### MATERIAL FOR THIS EXERCISE ###

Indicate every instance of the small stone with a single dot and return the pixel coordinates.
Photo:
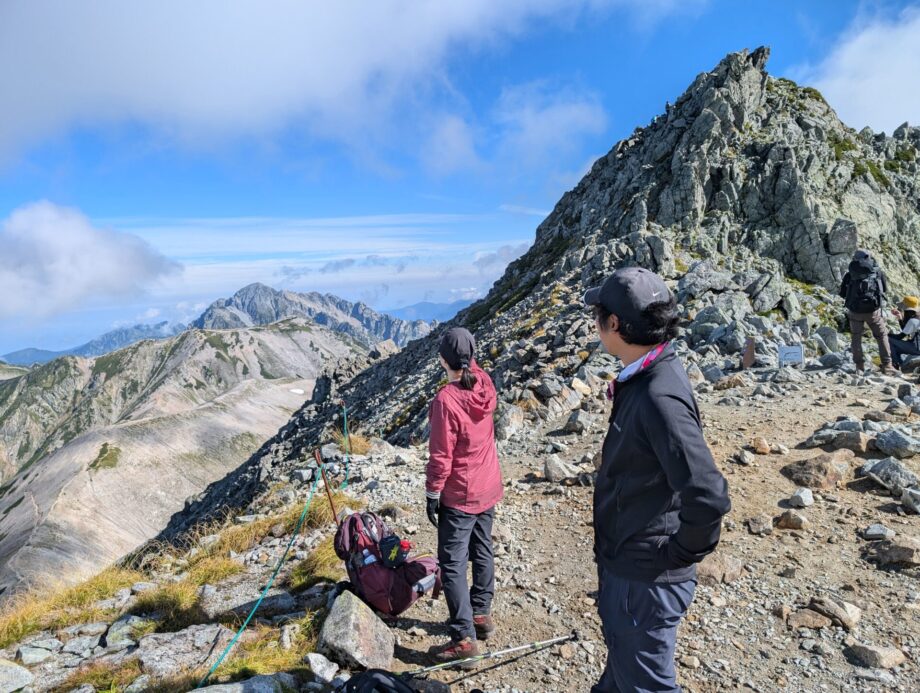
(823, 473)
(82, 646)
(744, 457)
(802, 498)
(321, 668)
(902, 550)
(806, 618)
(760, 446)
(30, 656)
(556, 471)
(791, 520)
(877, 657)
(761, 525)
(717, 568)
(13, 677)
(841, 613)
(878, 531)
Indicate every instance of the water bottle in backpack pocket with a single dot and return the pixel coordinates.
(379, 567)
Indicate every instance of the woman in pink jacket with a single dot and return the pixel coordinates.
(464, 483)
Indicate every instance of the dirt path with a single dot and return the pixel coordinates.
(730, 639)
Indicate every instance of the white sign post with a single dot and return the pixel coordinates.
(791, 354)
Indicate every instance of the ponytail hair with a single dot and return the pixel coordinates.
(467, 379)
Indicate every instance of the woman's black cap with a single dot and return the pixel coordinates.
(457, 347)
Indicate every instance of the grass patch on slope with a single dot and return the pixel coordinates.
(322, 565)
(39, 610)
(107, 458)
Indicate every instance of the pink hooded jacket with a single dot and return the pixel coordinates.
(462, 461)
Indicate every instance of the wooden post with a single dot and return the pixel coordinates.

###

• **TASK DIRECTIONS**: What are the lines from the one with "Indicate every instance of the dirt" through the last line of the records above? Quote them exactly and add nothing.

• **OUTPUT**:
Indicate every instance of the dirt path with a single dot and return the pixel coordinates.
(730, 639)
Indicate every instance of the white sign post with a single dot and return the pixel coordinates.
(791, 354)
Indicate every instance of the ponytail hair with a single dot and return the pixel coordinates.
(467, 379)
Indicate every instance of the woman's black cap with a single dot and return the pixel coordinates.
(457, 347)
Indicate every instance of the grass patch on slope with a single dot and return the pixel coordinates.
(322, 565)
(39, 610)
(107, 458)
Indicate every instance of the pink hooded jacket with a single dot and return the pixel coordinates.
(462, 461)
Indicate every instance of the wooden post with a single dot and return the pixel coordinates.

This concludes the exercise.